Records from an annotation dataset
*****
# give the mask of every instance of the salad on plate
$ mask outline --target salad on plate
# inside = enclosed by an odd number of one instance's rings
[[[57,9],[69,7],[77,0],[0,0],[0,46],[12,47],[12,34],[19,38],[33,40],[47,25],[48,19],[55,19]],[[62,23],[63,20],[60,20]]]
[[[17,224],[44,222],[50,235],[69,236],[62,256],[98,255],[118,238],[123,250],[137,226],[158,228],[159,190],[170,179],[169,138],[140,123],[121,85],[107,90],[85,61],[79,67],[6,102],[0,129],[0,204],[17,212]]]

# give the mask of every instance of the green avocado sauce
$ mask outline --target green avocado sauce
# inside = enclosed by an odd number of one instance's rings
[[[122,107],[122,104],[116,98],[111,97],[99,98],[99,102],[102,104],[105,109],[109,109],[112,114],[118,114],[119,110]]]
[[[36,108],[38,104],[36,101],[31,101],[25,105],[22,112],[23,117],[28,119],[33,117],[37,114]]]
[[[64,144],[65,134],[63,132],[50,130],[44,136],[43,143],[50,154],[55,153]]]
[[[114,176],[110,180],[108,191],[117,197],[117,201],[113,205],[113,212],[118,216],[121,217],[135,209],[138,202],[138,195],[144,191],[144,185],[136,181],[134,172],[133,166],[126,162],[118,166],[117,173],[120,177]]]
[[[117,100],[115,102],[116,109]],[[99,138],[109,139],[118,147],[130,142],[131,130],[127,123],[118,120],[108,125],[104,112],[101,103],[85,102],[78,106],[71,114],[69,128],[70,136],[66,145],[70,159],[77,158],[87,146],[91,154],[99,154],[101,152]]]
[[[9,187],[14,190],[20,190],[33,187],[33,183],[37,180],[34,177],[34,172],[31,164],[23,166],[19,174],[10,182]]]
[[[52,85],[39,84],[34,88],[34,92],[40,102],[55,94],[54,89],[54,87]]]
*****
What to work on:
Every line of the records above needs to be given again exactly.

Solution for this problem:
# give the mask of every instance of the salad on plate
$ mask outline --target salad on plate
# inside = enclosed by an odd number of one instance's rings
[[[57,9],[69,7],[77,0],[0,0],[0,46],[12,47],[12,34],[19,38],[33,40],[47,25],[48,19],[55,19]],[[62,23],[63,20],[60,20]]]
[[[17,224],[44,222],[50,235],[69,236],[62,256],[98,255],[118,238],[123,250],[137,226],[158,228],[159,190],[170,179],[169,138],[140,123],[121,85],[107,90],[85,61],[79,67],[6,102],[0,129],[0,204],[17,212]]]

# give the mask of every instance of the green avocado sauce
$ mask outline --target green avocado sauce
# inside = enclosed by an odd number of one instance's rings
[[[122,107],[122,104],[116,98],[111,97],[99,98],[99,102],[102,104],[105,109],[109,109],[112,114],[118,114],[119,110]]]
[[[36,108],[38,104],[36,101],[31,101],[25,105],[22,112],[23,117],[28,119],[33,117],[37,114]]]
[[[64,144],[65,134],[63,132],[50,130],[44,136],[43,143],[50,154],[55,153]]]
[[[114,176],[110,180],[108,191],[117,197],[117,201],[113,205],[113,212],[118,216],[121,217],[135,209],[138,202],[138,195],[144,191],[144,185],[136,181],[134,172],[133,166],[126,162],[118,166],[117,173],[120,177]]]
[[[117,100],[115,102],[116,109]],[[99,138],[109,139],[118,147],[130,142],[131,130],[127,123],[118,120],[108,125],[104,112],[101,103],[85,102],[78,106],[71,114],[69,128],[70,136],[66,145],[70,159],[77,158],[87,146],[91,154],[99,154],[101,152]]]
[[[9,187],[14,190],[20,190],[33,187],[33,183],[37,180],[34,177],[34,172],[31,164],[23,166],[19,174],[10,182]]]
[[[52,85],[39,84],[34,88],[34,92],[40,102],[55,94],[54,89],[54,87]]]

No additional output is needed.